[Records from a data collection]
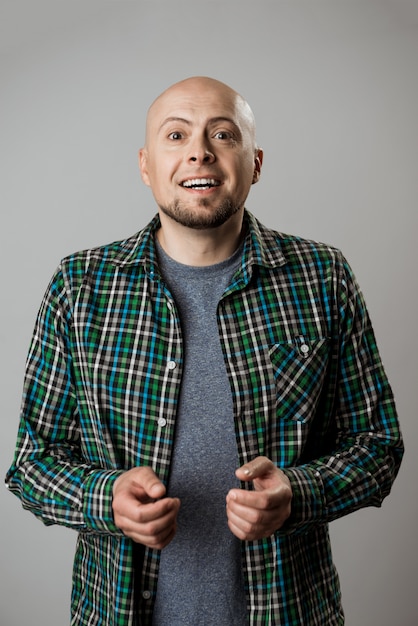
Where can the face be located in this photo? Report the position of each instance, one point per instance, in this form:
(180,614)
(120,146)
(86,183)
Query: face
(200,157)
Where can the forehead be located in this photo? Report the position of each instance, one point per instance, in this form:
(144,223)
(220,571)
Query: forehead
(199,102)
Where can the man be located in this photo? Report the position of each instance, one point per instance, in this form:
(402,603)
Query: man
(203,398)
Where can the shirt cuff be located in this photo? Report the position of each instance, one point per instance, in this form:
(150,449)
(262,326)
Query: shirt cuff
(97,502)
(308,500)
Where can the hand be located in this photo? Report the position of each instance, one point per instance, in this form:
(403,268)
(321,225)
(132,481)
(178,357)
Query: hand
(257,514)
(142,511)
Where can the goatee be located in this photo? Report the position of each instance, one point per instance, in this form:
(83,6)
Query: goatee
(200,220)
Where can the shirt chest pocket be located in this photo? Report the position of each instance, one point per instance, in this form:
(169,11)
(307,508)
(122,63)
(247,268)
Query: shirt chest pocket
(299,369)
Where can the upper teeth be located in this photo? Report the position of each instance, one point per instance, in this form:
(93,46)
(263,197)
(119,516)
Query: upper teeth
(200,182)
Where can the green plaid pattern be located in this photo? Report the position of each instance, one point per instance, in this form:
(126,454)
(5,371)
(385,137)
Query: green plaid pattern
(308,387)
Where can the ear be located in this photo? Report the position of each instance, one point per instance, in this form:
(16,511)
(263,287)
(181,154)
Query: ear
(143,165)
(258,162)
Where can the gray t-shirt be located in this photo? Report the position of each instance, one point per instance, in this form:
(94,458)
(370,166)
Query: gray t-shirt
(200,581)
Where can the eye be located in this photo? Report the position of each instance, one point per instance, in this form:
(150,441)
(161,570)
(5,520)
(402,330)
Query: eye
(223,135)
(175,135)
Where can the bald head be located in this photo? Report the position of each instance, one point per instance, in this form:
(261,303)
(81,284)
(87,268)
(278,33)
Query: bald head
(199,91)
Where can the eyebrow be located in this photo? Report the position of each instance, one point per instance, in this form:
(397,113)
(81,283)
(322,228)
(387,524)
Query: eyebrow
(213,120)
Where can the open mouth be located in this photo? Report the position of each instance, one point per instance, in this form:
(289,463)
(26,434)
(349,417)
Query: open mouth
(200,183)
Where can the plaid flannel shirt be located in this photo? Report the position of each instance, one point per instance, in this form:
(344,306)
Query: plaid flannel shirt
(309,391)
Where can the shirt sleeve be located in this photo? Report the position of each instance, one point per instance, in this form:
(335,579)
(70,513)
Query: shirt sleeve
(50,472)
(366,447)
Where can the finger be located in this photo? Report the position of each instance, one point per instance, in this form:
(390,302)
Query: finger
(145,478)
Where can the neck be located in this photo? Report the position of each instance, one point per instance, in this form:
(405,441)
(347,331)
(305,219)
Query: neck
(200,247)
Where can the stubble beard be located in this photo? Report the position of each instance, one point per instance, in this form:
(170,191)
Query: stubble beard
(200,220)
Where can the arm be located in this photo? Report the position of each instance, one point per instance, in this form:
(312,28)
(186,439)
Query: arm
(50,473)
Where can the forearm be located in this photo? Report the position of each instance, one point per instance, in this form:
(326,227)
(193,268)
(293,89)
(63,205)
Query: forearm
(358,475)
(64,491)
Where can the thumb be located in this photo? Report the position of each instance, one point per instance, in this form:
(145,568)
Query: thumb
(260,466)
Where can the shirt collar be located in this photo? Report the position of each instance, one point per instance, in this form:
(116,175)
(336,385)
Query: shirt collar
(262,247)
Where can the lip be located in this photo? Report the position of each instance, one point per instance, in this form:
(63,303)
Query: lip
(200,184)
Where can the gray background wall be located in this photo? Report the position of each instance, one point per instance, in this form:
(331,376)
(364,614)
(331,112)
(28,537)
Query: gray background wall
(334,86)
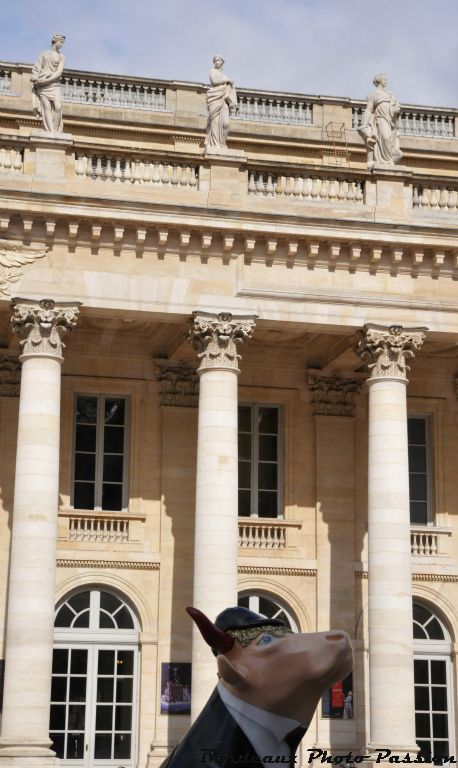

### [The problem]
Gather every line in the items above that contains the string "upper" and copy each such line in full. Case is significant.

### [Exercise result]
Where can the upper teeth be located in this photo? Report the position of each instance, one point per instance, in this form:
Query: upper teeth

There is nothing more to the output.